** START Reading text **

ATom: Ultrafine Aerosol Characteristics and Formation, Lower Stratosphere, 2016-2018

This dataset consists of (a) selected aerosol and gas-phase observations made on all four deployments of NASA Atmospheric Tomography Mission (ATom), (b) thermodynamic properties related to aerosol formation derived from these measurements, (c) 48-h back trajectories for ATom-4 observations, and (d) output from the Model of Aerosols and Ions in the Atmosphere (MAIA). ATom observations, thermodynamics, and back trajectories were inputs for MAIA model runs. MAIA runs focused on data from ATom-4 deployment, and output includes aerosol formation rates, and ultrafine particle size distributions and number concentrations in the lowermost stratosphere (LMS). ATom 1-4 deployments included all four seasons from 2016 to 2018. This investigation sought to understand how new particle formation (NPF) can occur in the LMS, factors influencing the amount of NPF, and other potential sources of ultrafine aerosols in this region of the atmosphere. The data are provided in comma-separated value (CSV) format.

This dataset includes a total of 283 files in comma-separated value (CSV) format: 4 files holding ATom observations, one for each ATom deployment; 1 file holding thermodynamic data from four ATom deployments; 64 files holding back trajectory input data; and 214 files with MAIA model output. 

This dataset consists of (a) selected aerosol and gas-phase observations made on NASA Atmospheric Tomography Mission (ATom) campaigns 1-4, (b) thermodynamic properties related to aerosol formation derived from these measurements, (c) 48-h back trajectories for Atom 4 observations, and (d) output from the Model of Aerosols and Ions in the Atmosphere (MAIA).  Atom observations, thermodynamics, and back trajectories were inputs for MAIA model runs. MAIA runs focused on data from Atom 4 campaign, and output includes aerosol formation rates, and ultrafine particle size distributions and number concentrations in the lowermost stratosphere (LMS). ATom 1-4 deployments included all four seasons from 2016 to 2018. This investigation sought to understand how new particle formation (NPF) can occur in the LMS, factors influencing the amount of NPF, and other potential sources of ultrafine aerosols in this region of the atmosphere

Project: Atmospheric Tomography Mission

The Atmospheric Tomography Mission (ATom) is a NASA Earth Venture Suborbital-2 mission to study the impact of human-produced air pollution on greenhouse gases and on chemically reactive gases in the atmosphere. ATom deployed an extensive gas and aerosol payload on the NASA DC-8 aircraft for systematic, global-scale sampling of the atmosphere, profiling continuously from 0.2 to 12 km altitude. Around-the-world flights were conducted in each of four seasons between 2016 and 2018.

** END Reading text **

In the dataset description above, how many of the files hold MAIA model output?

** START Data provided **

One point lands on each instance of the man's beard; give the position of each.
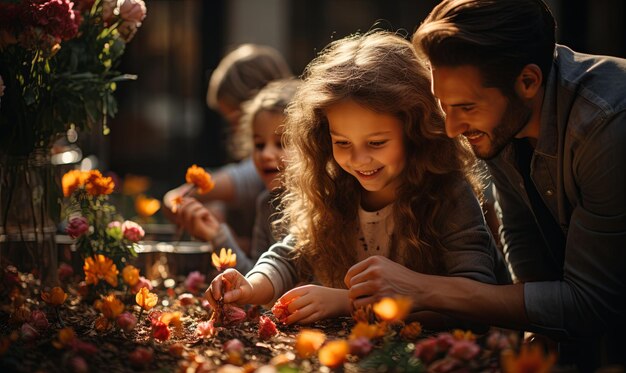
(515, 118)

** END Data provided **
** START Data provided **

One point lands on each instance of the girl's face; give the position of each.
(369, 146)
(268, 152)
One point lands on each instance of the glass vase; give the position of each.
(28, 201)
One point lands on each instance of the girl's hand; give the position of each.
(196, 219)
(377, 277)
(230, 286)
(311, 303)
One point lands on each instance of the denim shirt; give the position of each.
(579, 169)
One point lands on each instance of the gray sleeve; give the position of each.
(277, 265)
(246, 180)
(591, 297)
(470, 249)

** END Data provided **
** START Data provided **

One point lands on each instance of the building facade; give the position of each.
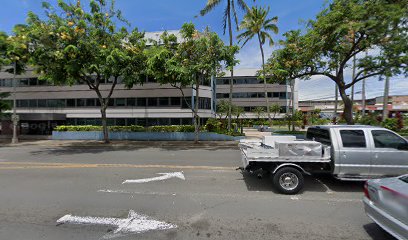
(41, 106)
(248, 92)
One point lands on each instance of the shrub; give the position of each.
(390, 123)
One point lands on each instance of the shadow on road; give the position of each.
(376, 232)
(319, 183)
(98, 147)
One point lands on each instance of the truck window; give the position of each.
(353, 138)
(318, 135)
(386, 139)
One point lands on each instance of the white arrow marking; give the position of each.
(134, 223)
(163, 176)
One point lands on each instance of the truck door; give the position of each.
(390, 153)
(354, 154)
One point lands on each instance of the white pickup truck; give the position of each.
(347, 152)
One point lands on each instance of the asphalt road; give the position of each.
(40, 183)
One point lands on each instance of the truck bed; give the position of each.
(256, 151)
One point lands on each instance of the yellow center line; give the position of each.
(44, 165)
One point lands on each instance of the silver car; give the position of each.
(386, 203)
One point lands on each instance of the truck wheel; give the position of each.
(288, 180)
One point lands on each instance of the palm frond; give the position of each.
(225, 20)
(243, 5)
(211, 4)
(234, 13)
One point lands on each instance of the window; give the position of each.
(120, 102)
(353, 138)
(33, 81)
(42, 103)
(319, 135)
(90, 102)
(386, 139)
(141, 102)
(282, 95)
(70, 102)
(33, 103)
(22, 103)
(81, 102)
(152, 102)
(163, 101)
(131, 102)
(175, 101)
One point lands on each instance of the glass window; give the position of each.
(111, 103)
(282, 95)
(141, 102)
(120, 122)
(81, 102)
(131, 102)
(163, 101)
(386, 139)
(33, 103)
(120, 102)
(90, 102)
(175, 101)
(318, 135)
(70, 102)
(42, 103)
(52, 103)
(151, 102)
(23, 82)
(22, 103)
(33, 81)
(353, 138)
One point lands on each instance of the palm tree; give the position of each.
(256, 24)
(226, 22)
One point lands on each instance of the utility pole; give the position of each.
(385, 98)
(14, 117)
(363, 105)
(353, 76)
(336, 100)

** END Data provided **

Solution for this problem
214 files.